— Provided material —
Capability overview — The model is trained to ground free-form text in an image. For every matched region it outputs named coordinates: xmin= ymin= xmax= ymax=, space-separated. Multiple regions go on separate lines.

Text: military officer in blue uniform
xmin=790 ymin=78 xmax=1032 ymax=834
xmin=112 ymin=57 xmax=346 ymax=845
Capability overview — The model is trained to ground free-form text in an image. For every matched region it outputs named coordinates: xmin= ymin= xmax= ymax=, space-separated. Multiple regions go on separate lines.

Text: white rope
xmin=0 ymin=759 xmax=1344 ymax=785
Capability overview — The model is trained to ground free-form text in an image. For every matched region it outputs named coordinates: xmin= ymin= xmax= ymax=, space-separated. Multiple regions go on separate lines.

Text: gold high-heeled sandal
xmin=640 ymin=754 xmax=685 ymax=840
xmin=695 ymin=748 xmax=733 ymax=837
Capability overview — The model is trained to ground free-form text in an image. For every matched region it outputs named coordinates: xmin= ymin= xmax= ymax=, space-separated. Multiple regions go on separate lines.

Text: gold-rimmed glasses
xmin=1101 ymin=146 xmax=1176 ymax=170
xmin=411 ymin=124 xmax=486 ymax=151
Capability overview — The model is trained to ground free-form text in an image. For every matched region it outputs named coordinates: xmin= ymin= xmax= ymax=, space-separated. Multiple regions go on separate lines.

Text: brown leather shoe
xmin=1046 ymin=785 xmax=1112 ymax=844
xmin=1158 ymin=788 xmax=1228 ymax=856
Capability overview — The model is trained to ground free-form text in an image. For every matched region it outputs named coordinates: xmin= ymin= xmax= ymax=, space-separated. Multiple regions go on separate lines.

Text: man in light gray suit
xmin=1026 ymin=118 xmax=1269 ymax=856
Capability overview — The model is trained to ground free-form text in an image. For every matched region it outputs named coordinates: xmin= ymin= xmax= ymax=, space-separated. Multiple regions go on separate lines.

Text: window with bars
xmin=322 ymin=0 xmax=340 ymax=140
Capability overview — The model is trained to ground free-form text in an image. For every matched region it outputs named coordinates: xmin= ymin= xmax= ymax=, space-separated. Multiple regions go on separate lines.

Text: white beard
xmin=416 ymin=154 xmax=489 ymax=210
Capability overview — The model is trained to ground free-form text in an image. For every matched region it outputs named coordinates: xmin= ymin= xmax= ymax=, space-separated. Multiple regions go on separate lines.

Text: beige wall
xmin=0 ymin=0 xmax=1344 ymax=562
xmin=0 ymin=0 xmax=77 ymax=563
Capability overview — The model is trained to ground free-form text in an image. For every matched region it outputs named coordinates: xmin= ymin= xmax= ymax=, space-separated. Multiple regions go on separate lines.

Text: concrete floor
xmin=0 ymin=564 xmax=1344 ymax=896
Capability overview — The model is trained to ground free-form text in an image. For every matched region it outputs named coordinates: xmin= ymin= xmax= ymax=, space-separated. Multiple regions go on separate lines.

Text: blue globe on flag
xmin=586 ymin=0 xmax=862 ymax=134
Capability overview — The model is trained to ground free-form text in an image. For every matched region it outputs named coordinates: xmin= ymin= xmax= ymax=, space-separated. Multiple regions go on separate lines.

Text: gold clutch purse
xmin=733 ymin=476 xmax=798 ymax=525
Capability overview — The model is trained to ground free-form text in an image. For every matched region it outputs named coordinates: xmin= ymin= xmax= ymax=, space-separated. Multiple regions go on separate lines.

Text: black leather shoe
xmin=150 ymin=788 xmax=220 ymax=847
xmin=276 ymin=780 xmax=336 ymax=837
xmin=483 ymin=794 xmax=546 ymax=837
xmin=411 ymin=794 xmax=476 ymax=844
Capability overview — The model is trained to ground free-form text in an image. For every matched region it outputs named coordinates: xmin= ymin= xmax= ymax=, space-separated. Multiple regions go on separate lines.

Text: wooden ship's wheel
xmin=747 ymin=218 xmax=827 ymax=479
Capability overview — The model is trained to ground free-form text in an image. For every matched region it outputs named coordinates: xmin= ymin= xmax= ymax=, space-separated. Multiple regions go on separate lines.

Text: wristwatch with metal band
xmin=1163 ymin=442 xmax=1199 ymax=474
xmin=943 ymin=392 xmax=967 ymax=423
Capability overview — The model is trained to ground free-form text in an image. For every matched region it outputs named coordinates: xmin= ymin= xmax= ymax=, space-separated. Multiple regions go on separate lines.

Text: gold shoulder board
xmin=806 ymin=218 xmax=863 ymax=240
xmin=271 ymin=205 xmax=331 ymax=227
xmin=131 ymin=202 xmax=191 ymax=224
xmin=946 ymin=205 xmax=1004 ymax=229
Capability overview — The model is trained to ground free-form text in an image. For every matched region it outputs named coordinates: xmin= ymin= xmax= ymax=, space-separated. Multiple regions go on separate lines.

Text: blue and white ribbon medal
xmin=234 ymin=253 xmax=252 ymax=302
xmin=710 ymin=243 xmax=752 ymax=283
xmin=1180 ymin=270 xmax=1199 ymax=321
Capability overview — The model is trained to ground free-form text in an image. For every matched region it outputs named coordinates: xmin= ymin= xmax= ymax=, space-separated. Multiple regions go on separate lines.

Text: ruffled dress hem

— What you should do —
Can you copy all of the records above word for word, changing nothing?

— Response to the exercise —
Capability overview — The model is trained to ground free-form text in an image. For every matched region it outputs named coordinates: xmin= ymin= xmax= ymax=, space-separated. Multiple regions go on separate lines.

Text: military officer in blue uniform
xmin=790 ymin=78 xmax=1032 ymax=834
xmin=112 ymin=57 xmax=346 ymax=845
Capability overview — The model is trained to ground free-form text in an image. For every matched region it outputs named coordinates: xmin= ymin= xmax= ymax=, space-separated. Multiple regions go on separate lines.

Text: white rope
xmin=0 ymin=759 xmax=1344 ymax=785
Capability overview — The model is trained to ground free-form text in an image. For every matched region it outputs named coordinates: xmin= ymin= xmax= ymax=, space-separated. Multiple regions go on separate lines.

Text: gold high-heeled sandal
xmin=640 ymin=754 xmax=685 ymax=840
xmin=695 ymin=748 xmax=733 ymax=837
Capability overview — The model is trained to ground free-form text in an image. For every matched region it outputs named coordinates: xmin= ymin= xmax= ymax=, space-separated. Multiple regions go on separate lines.

Text: gold-rimmed glasses
xmin=1101 ymin=146 xmax=1176 ymax=170
xmin=411 ymin=124 xmax=486 ymax=151
Capability overview — The model is trained to ground free-form text in an image. For every matched region it outputs named coordinates: xmin= ymin= xmax= ymax=, space-separated. Multiple regions go on separate lines.

Text: brown leather shoe
xmin=1046 ymin=785 xmax=1112 ymax=844
xmin=1158 ymin=788 xmax=1228 ymax=856
Capability overview — The model is trained to ground free-form text in an image. For every matched region it outputs named coordinates: xmin= ymin= xmax= ymax=, space-separated. Multiple regions go on separate lines.

Text: man in light gray suit
xmin=1026 ymin=118 xmax=1269 ymax=856
Capability overview — The model is trained to ground free-form text in an image. For every matched region it outputs named coordinates: xmin= ymin= xmax= ymax=, space-separated. Multiple regions go on separate lines.

Text: window with bars
xmin=322 ymin=0 xmax=340 ymax=140
Capability overview — The model is trained to ground free-form text in an image. For every matched region it outputs named coordinates: xmin= ymin= xmax= ymax=, space-separated. Multiple regions go on separate lines.

Text: white beard
xmin=416 ymin=154 xmax=489 ymax=210
Capability overview — The model is trained to ground free-form text in an image. For every matched region it outputs named coordinates: xmin= ymin= xmax= ymax=, space-separated. Multiple regions go on separate lines.

Text: beige wall
xmin=0 ymin=0 xmax=1344 ymax=562
xmin=0 ymin=0 xmax=77 ymax=563
Capability overview — The model is trained to ground free-form text in an image. For every matched region it outputs named coordinates: xmin= ymin= xmax= ymax=, space-separated. Multiple regions go on separate lines.

Text: concrete floor
xmin=0 ymin=564 xmax=1344 ymax=896
Capability overview — The model is trained to ground free-form text in an image. For every matched region it outputs named coordinates: xmin= ymin= xmax= ymax=, space-separated. Multiple regions go on separate lines.

Text: blue globe on flag
xmin=586 ymin=0 xmax=862 ymax=134
Capability overview — The model is trained to ground free-form text in an image. For every matched region it outputs named coordinates: xmin= ymin= xmax= ymax=, space-separated. Multiple regions go on separate lines.

Text: gold clutch purse
xmin=733 ymin=476 xmax=798 ymax=525
Capability overview — The model is trained to ground free-form text in an image. For every matched region it outputs named coordinates: xmin= ymin= xmax= ymax=, space-separated. Multiple regions go on separate lines.

Text: black leather shoe
xmin=150 ymin=788 xmax=220 ymax=847
xmin=276 ymin=780 xmax=336 ymax=837
xmin=483 ymin=794 xmax=546 ymax=837
xmin=411 ymin=794 xmax=476 ymax=844
Capability overview — The model is trained to ground free-form text in an image. For every matched region it outputs named coordinates: xmin= ymin= xmax= ymax=, space-separated. Multiple regions go on separate lines.

Text: wooden ship's wheel
xmin=747 ymin=218 xmax=827 ymax=479
Capability overview — The model is trained to ground free-form text in an image. For every matched region it outputs named coordinates: xmin= ymin= xmax= ymax=, space-separated. Multiple regions go on separate lines.

Text: wristwatch with metal band
xmin=1163 ymin=442 xmax=1199 ymax=474
xmin=943 ymin=392 xmax=967 ymax=423
Capability overview — The model is trained to ground free-form text in an image. For every matched region it outputs named coordinates: xmin= ymin= xmax= ymax=, space-separated. Multiple regions go on separate lines.

Text: gold shoulder board
xmin=806 ymin=218 xmax=863 ymax=240
xmin=271 ymin=205 xmax=331 ymax=227
xmin=131 ymin=202 xmax=191 ymax=224
xmin=946 ymin=205 xmax=1004 ymax=229
Capability overview — The model is trained to ground free-form text in an image. For every matched region it outputs named coordinates: xmin= ymin= xmax= ymax=, space-separated. Multiple regions go on separate lines.

Text: blue and white ribbon medal
xmin=234 ymin=253 xmax=252 ymax=302
xmin=710 ymin=243 xmax=752 ymax=283
xmin=1180 ymin=270 xmax=1199 ymax=321
Capability overview — The model is trained to ground free-form text in an image. For every matched region it outputs named coordinates: xmin= ymin= xmax= ymax=, space-separated. Multiple regions go on separate lines.

Text: ruffled dress hem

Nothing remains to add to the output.